• **What to produce**:
Identify every line in the entries below that contains the word "slab", treating uppercase and lowercase as distinct, and copy each such line in full.

• **Entries from a pointing dataset**:
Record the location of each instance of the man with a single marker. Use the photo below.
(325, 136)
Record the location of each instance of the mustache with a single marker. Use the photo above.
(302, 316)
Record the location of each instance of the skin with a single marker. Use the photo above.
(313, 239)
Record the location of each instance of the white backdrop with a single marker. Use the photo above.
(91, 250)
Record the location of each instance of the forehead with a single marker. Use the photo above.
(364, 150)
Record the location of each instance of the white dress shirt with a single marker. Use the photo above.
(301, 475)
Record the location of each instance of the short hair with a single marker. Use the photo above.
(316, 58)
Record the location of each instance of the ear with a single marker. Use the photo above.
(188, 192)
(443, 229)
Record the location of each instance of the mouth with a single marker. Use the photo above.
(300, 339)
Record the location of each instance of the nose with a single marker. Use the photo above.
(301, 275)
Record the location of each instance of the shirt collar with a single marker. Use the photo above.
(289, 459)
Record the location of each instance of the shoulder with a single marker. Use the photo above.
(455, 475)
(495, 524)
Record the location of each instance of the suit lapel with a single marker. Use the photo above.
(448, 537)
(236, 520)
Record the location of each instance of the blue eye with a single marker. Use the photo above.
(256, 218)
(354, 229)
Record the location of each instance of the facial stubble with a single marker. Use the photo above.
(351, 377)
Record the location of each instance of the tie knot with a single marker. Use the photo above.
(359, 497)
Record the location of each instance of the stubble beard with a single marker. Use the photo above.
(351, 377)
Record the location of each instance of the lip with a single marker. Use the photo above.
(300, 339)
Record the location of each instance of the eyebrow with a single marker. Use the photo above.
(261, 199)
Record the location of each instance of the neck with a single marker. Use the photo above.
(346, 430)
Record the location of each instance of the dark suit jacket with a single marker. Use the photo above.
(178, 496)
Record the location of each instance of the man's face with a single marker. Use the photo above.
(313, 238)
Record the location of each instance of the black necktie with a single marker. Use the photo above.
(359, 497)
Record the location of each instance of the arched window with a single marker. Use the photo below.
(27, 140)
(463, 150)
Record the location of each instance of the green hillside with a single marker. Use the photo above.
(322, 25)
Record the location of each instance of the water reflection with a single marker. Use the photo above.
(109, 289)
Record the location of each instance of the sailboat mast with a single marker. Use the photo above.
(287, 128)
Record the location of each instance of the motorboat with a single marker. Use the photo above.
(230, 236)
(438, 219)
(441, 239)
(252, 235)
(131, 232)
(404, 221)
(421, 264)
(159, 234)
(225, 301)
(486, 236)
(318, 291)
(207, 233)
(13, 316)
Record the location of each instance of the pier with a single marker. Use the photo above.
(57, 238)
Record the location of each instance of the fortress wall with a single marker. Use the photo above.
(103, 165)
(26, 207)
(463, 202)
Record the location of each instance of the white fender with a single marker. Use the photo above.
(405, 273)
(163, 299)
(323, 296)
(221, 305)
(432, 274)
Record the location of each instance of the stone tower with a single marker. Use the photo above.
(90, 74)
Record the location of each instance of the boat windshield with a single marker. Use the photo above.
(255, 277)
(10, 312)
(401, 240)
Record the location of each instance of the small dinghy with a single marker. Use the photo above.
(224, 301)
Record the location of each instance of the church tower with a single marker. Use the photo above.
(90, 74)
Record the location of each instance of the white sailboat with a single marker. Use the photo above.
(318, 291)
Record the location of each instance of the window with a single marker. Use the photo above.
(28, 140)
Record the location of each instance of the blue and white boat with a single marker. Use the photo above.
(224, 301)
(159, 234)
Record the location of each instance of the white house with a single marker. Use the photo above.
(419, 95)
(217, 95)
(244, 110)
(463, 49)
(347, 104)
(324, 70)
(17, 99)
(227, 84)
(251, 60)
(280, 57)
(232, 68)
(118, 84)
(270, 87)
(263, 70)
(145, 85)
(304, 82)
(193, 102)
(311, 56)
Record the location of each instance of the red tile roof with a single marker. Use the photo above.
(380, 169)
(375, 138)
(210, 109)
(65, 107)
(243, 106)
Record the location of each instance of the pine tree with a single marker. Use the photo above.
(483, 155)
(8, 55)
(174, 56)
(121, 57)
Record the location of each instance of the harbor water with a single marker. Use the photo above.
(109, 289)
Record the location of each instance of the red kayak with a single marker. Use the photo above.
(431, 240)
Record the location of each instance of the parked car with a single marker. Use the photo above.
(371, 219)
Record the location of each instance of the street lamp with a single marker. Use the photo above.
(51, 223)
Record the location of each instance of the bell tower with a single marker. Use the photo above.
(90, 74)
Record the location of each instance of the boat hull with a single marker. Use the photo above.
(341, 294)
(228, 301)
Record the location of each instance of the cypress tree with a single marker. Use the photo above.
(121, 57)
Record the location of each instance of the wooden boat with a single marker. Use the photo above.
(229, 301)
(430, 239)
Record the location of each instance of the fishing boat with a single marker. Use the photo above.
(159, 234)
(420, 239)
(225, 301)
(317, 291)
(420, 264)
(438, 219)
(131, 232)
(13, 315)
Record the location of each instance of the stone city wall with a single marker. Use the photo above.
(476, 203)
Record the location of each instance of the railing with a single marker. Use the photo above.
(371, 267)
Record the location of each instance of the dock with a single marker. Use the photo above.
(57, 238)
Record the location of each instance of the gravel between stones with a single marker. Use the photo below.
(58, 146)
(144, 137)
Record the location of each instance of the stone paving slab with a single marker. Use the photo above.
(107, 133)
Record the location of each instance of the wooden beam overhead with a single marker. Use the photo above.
...
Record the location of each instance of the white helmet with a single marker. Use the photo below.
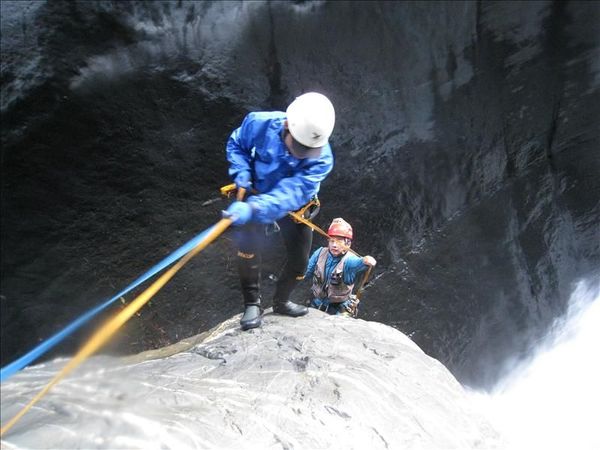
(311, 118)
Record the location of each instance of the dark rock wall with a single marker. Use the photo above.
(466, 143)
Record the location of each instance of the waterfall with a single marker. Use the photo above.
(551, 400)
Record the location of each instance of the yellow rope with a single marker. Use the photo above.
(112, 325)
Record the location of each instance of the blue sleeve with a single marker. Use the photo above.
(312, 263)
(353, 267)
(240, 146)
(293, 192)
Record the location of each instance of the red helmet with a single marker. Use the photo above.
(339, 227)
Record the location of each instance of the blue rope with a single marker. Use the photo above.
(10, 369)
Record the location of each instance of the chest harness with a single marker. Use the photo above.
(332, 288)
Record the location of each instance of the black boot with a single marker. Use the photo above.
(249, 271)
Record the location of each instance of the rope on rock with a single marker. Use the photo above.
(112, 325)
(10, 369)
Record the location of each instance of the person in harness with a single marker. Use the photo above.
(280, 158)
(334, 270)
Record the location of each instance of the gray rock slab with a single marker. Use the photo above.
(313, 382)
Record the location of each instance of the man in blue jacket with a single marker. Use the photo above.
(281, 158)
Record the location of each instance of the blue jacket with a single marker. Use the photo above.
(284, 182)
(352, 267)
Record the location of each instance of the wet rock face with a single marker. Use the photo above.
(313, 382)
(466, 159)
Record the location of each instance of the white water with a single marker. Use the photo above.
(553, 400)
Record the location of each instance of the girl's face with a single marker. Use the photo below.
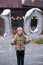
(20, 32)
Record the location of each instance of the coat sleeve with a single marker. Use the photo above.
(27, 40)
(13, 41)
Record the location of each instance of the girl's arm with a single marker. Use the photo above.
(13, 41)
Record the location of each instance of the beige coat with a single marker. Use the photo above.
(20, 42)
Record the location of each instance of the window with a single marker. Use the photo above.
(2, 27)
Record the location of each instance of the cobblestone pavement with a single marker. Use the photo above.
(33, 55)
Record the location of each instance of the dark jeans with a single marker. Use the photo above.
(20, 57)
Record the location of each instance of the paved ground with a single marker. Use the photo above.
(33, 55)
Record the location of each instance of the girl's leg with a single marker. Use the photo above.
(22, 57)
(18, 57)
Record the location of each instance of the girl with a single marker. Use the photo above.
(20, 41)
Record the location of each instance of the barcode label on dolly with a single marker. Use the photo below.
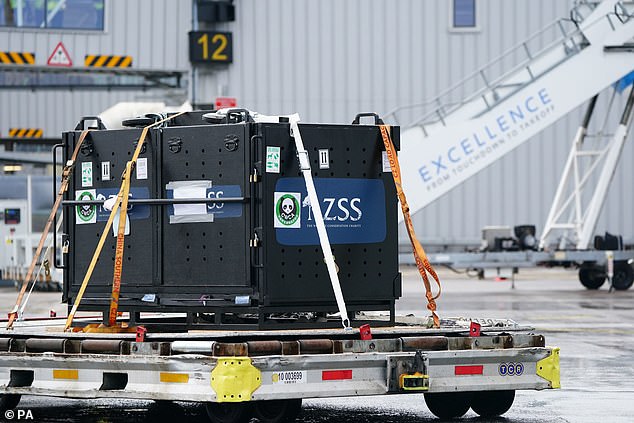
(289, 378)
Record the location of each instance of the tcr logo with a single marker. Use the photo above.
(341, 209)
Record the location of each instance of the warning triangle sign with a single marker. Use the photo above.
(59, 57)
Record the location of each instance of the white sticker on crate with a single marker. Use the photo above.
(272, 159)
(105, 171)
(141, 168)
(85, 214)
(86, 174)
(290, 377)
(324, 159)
--
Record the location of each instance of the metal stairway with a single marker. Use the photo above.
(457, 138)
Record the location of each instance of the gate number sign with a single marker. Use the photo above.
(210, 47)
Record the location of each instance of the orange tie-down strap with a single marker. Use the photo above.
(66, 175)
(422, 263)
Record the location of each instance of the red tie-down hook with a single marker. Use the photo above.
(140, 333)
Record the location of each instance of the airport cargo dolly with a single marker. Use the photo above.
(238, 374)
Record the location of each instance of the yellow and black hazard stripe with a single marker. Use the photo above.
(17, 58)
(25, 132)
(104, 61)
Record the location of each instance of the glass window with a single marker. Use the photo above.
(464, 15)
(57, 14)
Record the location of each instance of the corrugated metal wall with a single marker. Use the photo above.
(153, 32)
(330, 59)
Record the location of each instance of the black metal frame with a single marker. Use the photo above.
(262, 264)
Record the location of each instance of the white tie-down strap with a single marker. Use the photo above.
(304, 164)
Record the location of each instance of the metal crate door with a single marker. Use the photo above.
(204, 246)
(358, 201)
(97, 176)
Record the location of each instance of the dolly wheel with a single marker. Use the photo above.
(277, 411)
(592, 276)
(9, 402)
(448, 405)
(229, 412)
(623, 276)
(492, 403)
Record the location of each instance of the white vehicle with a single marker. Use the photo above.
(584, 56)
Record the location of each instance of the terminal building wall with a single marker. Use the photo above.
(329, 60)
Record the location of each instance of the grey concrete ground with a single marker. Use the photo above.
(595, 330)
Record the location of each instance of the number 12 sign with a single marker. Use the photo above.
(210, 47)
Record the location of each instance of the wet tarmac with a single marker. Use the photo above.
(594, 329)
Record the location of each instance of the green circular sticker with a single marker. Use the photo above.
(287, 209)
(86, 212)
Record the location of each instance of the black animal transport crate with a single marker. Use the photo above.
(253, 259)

• **Answer to the problem**:
Record the location of each instance of the stone paving slab with a single marker. Use the photo above.
Record the location of each instance of the gray rock slab with a single marker. Use the photo above.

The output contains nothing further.